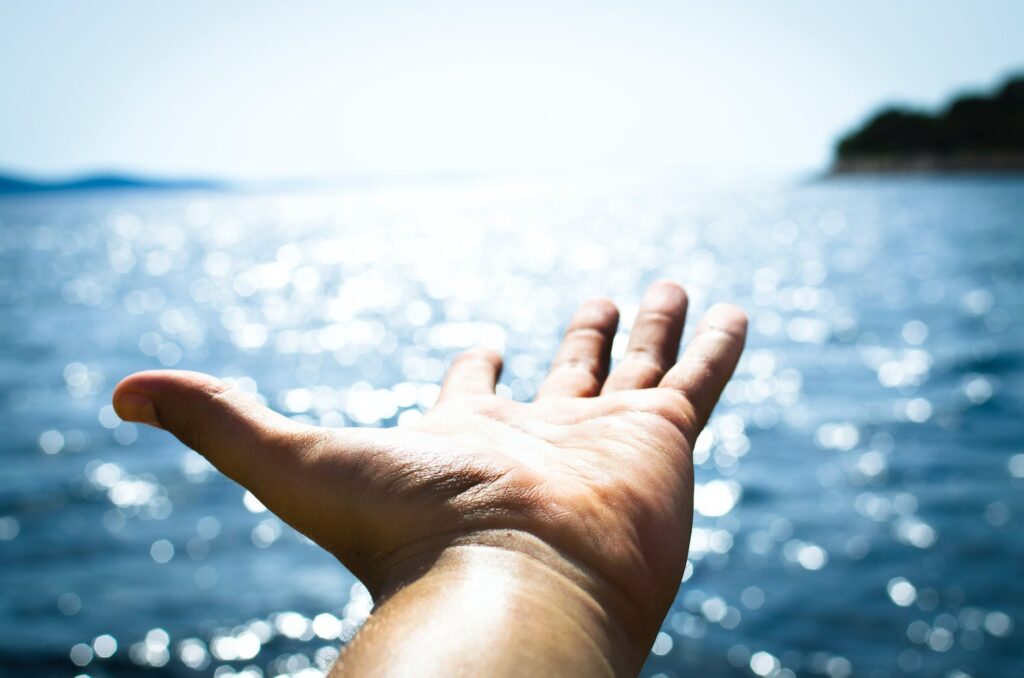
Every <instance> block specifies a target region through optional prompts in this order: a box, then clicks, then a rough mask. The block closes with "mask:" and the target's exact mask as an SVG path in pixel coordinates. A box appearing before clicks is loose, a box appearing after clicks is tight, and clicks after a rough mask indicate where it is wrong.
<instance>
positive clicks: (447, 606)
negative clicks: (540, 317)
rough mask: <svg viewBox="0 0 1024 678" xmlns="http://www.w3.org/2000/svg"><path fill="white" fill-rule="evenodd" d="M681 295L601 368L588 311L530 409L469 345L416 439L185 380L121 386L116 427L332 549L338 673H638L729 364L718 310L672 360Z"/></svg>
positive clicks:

----

* EXERCISE: From the material given, work out how many lines hold the string "path"; state that number and nothing further.

* TASK RESULT: 2